Mask labeling listing
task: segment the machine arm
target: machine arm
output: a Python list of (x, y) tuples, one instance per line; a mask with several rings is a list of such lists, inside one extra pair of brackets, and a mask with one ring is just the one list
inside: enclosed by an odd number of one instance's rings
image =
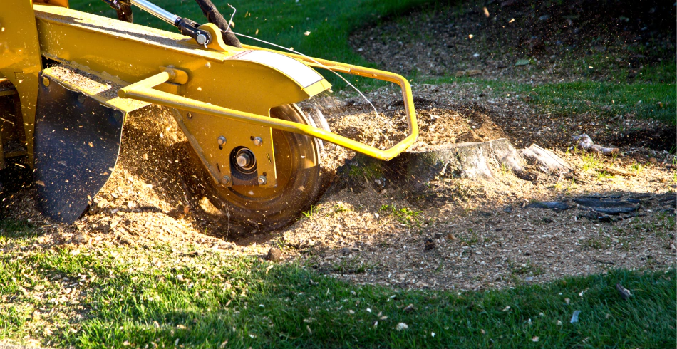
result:
[[(124, 11), (125, 4), (123, 0), (103, 0), (103, 1), (118, 12)], [(211, 34), (207, 31), (200, 29), (198, 28), (200, 24), (194, 21), (180, 17), (148, 0), (130, 0), (130, 2), (142, 10), (178, 28), (182, 34), (190, 36), (200, 45), (207, 46), (212, 42)], [(130, 14), (131, 15), (130, 11)]]

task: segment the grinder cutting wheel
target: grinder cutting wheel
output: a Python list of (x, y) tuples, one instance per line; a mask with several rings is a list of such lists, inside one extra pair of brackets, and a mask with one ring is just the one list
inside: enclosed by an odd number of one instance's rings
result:
[[(209, 0), (196, 0), (214, 22), (202, 25), (145, 0), (105, 0), (122, 21), (71, 9), (68, 0), (8, 1), (0, 8), (0, 168), (27, 155), (41, 209), (59, 222), (74, 222), (91, 203), (115, 165), (127, 115), (150, 104), (174, 108), (212, 203), (266, 230), (321, 194), (321, 140), (388, 160), (418, 136), (405, 78), (242, 45)], [(130, 23), (132, 5), (182, 35)], [(399, 85), (409, 135), (383, 150), (308, 118), (294, 103), (331, 87), (316, 68)]]

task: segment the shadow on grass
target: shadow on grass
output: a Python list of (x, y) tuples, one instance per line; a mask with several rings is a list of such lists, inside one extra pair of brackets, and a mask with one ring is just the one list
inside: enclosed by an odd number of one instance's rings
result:
[[(666, 348), (676, 340), (674, 269), (483, 293), (356, 287), (299, 264), (210, 254), (139, 271), (145, 258), (167, 254), (115, 259), (64, 249), (34, 258), (51, 277), (98, 274), (82, 289), (85, 316), (70, 321), (78, 332), (51, 339), (81, 348)], [(633, 296), (624, 300), (616, 283)], [(398, 330), (400, 323), (407, 329)]]

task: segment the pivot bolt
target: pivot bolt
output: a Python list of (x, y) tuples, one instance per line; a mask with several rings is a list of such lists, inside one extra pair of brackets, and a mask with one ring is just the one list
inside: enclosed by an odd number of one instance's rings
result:
[(223, 179), (221, 179), (221, 184), (223, 185), (228, 185), (230, 184), (230, 176), (223, 176)]
[(226, 137), (223, 136), (219, 137), (216, 141), (219, 143), (219, 149), (223, 149), (223, 145), (226, 144)]
[(205, 35), (204, 33), (200, 33), (197, 34), (197, 36), (195, 37), (195, 41), (197, 41), (197, 43), (200, 45), (207, 45), (209, 41), (209, 38)]
[(266, 185), (268, 179), (266, 179), (266, 176), (259, 176), (259, 185)]

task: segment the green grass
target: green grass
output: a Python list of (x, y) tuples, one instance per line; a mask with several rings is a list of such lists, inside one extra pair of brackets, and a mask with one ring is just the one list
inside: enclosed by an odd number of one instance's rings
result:
[(474, 85), (489, 97), (519, 95), (544, 113), (591, 113), (604, 118), (631, 114), (642, 119), (677, 124), (677, 84), (671, 83), (615, 83), (582, 80), (567, 83), (527, 84), (472, 78), (414, 78), (423, 83), (456, 83)]
[[(192, 0), (154, 0), (152, 2), (182, 17), (197, 22), (205, 19), (200, 7)], [(213, 0), (227, 20), (232, 9), (237, 9), (233, 22), (235, 32), (242, 33), (294, 50), (306, 55), (343, 63), (374, 66), (354, 52), (348, 42), (351, 32), (369, 23), (377, 23), (386, 16), (403, 13), (423, 4), (438, 4), (446, 0), (283, 0), (271, 2), (266, 0), (242, 0), (237, 2)], [(100, 0), (71, 0), (75, 9), (115, 16), (115, 12)], [(176, 31), (173, 26), (134, 7), (135, 23), (167, 31)], [(306, 36), (305, 32), (309, 31)], [(240, 38), (244, 43), (267, 47), (261, 43)], [(274, 48), (267, 46), (269, 48)], [(321, 71), (322, 72), (322, 71)], [(333, 74), (326, 74), (333, 84), (343, 85)], [(355, 78), (352, 77), (351, 78)], [(381, 85), (369, 79), (357, 78), (367, 85)]]
[[(198, 22), (204, 21), (199, 7), (192, 0), (155, 0), (154, 2), (180, 16)], [(225, 0), (214, 1), (224, 16), (229, 19), (232, 10), (227, 6), (227, 2)], [(434, 11), (453, 2), (448, 0), (299, 0), (299, 2), (287, 0), (271, 4), (263, 0), (245, 0), (234, 4), (237, 8), (234, 19), (236, 24), (234, 30), (283, 46), (293, 47), (309, 56), (374, 66), (351, 48), (348, 42), (351, 32), (368, 24), (380, 23), (385, 18), (405, 13), (417, 6), (426, 6), (428, 7), (427, 11)], [(71, 0), (71, 5), (78, 10), (115, 16), (115, 12), (103, 1)], [(139, 9), (135, 8), (134, 11), (135, 23), (176, 31), (169, 24)], [(409, 24), (403, 23), (403, 27), (405, 25)], [(310, 35), (304, 35), (306, 31), (309, 31)], [(243, 42), (262, 46), (248, 39), (243, 39)], [(601, 68), (615, 64), (607, 58), (598, 54), (585, 58), (571, 58), (570, 61), (572, 68), (582, 71), (582, 75), (584, 77), (589, 66)], [(610, 69), (611, 80), (626, 80), (627, 72), (625, 71)], [(547, 113), (594, 113), (606, 118), (631, 113), (643, 118), (676, 124), (676, 71), (674, 62), (645, 67), (636, 78), (636, 82), (632, 83), (599, 82), (584, 78), (560, 83), (516, 84), (469, 78), (421, 77), (416, 75), (415, 71), (408, 78), (424, 83), (477, 83), (491, 88), (495, 93), (512, 92), (529, 95), (532, 98), (529, 103), (542, 106)], [(336, 88), (344, 87), (343, 83), (333, 75), (325, 75)], [(594, 76), (594, 72), (591, 71), (590, 75)], [(350, 78), (362, 88), (383, 85), (383, 83), (371, 79), (354, 76)]]
[[(504, 291), (405, 291), (357, 287), (299, 264), (194, 252), (6, 252), (0, 340), (78, 348), (666, 348), (677, 339), (674, 269)], [(634, 296), (621, 299), (616, 283)], [(415, 309), (405, 311), (409, 304)], [(570, 323), (577, 310), (580, 321)], [(408, 329), (396, 330), (399, 323)]]

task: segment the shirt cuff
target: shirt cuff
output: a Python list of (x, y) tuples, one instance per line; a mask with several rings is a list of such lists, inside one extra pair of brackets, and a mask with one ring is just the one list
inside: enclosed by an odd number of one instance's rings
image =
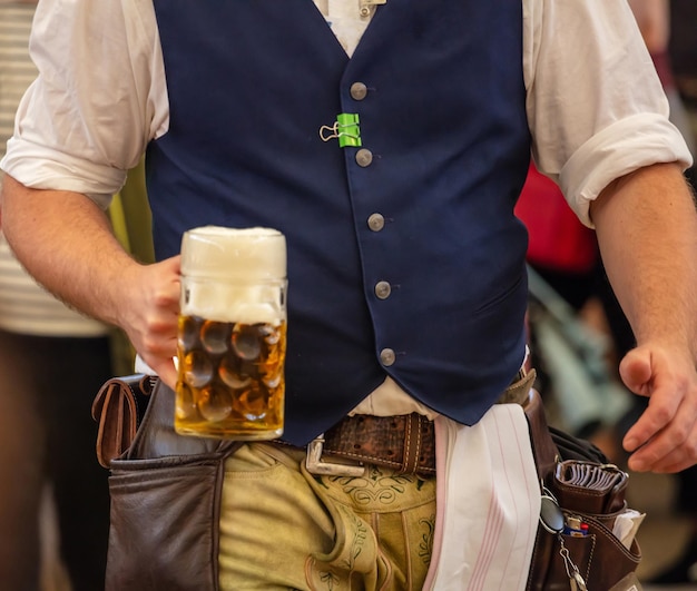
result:
[(685, 139), (664, 116), (634, 115), (621, 119), (586, 141), (559, 175), (559, 186), (571, 208), (588, 227), (590, 201), (615, 179), (645, 166), (678, 161), (693, 164)]

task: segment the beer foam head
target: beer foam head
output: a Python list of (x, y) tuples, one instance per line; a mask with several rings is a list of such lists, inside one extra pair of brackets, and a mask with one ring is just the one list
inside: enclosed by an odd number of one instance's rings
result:
[(181, 273), (220, 279), (286, 276), (285, 236), (272, 228), (204, 226), (184, 234)]
[(181, 240), (181, 313), (212, 321), (285, 318), (285, 236), (271, 228), (205, 226)]

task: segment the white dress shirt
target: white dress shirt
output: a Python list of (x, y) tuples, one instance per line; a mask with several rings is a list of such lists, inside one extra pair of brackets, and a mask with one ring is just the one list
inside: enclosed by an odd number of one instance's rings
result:
[[(336, 4), (316, 1), (322, 11)], [(589, 201), (615, 178), (691, 164), (626, 0), (521, 1), (532, 151), (582, 221), (590, 225)], [(351, 53), (360, 35), (340, 36)], [(31, 55), (40, 76), (0, 166), (29, 187), (85, 193), (106, 207), (148, 141), (167, 131), (153, 2), (42, 0)]]

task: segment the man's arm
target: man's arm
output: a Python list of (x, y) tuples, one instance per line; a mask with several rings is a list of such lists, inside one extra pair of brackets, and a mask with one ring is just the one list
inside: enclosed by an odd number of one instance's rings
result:
[(627, 432), (632, 470), (677, 472), (697, 462), (697, 213), (677, 165), (639, 169), (591, 205), (610, 283), (637, 347), (625, 384), (648, 396)]
[(120, 326), (144, 361), (173, 386), (179, 257), (134, 260), (86, 196), (29, 189), (6, 176), (2, 228), (19, 260), (66, 303)]

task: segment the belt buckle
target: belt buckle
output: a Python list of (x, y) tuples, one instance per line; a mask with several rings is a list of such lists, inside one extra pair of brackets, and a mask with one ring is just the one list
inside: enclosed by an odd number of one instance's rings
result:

» TASK DIRECTIONS
Please reproduce the part of the listing that opens with the line containing "task: segment the beer foam head" and closes with the line containing "228), (205, 226)]", substituting "foam on the beer" for "beer foam head" and keeping everything else the same.

» REPLY TO THE EXERCISE
task: segment the foam on the beer
target: foam on the beer
output: a Python list of (x, y) tuples, one instance per line; a mask with several rings is a list of such lists, inside one extra pair of brackets, and a mask with one ring is just the one list
inside: enclosed by an odd number of one instance's rings
result:
[(181, 273), (220, 279), (286, 276), (285, 236), (272, 228), (204, 226), (184, 234)]
[(181, 240), (181, 313), (212, 321), (285, 318), (285, 236), (271, 228), (205, 226)]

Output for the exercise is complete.